» PROBLEM TO SOLVE
In the records below, report every line that contains the string "gourd", with case counting.

— Start RECORDS FOR PROCESSING —

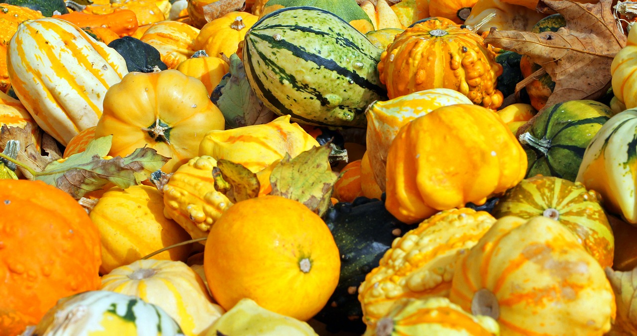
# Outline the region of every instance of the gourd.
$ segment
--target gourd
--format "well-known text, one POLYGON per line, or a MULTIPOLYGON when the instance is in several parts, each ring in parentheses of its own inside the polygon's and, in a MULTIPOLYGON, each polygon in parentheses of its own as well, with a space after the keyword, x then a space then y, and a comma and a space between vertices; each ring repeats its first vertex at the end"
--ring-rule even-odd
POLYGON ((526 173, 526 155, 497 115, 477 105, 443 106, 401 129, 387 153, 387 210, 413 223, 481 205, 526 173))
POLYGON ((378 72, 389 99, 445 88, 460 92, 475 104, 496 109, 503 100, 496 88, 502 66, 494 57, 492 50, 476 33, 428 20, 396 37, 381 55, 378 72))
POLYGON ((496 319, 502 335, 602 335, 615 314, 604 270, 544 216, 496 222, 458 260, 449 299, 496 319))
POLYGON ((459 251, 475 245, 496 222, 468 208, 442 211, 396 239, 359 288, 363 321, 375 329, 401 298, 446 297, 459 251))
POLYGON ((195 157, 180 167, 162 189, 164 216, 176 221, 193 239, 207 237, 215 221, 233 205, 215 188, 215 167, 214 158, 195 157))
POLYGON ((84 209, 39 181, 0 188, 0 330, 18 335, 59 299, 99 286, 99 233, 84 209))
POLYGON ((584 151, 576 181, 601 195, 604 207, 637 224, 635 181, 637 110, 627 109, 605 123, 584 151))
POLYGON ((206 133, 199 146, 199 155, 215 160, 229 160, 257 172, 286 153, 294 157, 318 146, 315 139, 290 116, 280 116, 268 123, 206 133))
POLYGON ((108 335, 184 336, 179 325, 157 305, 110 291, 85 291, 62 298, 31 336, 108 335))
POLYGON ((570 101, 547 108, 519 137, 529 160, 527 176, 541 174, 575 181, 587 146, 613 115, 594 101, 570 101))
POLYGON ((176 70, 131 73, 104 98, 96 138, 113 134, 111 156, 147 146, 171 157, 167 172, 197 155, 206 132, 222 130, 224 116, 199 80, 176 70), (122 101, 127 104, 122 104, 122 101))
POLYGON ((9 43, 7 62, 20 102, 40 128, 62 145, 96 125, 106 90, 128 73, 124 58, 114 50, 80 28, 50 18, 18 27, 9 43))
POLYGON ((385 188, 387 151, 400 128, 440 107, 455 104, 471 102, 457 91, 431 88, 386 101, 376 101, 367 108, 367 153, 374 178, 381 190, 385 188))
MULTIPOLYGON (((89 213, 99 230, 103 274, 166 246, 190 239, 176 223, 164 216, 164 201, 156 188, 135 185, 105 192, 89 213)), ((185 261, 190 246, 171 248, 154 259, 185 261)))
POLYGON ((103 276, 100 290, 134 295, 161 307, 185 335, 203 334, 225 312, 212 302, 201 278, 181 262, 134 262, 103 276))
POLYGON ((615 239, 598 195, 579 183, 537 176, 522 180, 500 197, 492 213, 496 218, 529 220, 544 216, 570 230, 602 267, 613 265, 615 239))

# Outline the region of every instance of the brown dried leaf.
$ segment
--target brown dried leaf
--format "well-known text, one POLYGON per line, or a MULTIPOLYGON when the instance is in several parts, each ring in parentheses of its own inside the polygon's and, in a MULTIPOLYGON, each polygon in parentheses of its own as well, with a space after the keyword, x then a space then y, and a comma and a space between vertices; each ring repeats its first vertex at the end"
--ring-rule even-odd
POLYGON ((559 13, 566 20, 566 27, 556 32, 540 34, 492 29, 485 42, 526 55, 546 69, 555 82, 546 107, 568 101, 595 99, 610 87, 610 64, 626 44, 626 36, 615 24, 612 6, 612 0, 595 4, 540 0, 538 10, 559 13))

— End RECORDS FOR PROCESSING —
— Start RECORDS FOR PROCESSING —

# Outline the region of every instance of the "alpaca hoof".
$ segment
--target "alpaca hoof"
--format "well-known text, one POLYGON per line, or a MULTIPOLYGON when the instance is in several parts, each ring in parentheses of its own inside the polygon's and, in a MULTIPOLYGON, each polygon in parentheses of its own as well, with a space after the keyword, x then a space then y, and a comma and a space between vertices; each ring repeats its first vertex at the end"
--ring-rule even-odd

— End RECORDS FOR PROCESSING —
— Start RECORDS FOR PROCESSING —

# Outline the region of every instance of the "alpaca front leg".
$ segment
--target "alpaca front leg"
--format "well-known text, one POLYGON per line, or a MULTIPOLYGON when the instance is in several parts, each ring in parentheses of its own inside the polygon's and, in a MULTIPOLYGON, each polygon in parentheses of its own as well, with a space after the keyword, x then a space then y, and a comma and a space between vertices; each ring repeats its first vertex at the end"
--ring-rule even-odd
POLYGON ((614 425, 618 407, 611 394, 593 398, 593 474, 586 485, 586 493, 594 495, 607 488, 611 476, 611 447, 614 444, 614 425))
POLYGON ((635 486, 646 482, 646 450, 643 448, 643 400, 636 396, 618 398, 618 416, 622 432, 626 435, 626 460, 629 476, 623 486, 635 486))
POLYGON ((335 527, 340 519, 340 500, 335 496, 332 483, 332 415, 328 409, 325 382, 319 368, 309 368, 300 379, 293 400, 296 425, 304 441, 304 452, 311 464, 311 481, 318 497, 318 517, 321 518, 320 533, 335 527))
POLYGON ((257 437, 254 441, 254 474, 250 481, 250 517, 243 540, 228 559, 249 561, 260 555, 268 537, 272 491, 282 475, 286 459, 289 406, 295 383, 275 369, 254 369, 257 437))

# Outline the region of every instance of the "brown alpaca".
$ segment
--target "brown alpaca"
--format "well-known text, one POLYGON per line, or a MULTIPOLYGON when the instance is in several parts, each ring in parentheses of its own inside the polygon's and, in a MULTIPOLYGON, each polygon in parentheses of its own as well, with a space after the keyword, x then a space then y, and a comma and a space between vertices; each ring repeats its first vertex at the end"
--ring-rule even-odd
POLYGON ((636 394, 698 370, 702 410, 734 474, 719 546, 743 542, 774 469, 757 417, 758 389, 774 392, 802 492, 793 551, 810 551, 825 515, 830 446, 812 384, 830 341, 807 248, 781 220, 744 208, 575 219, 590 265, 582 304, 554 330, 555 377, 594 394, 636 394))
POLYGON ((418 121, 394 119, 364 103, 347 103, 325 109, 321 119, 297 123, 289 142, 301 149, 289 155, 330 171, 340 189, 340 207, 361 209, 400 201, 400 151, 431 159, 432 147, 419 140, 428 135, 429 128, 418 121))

— End RECORDS FOR PROCESSING —

» SOLUTION BELOW
# Outline the region of every instance of the gourd.
--target gourd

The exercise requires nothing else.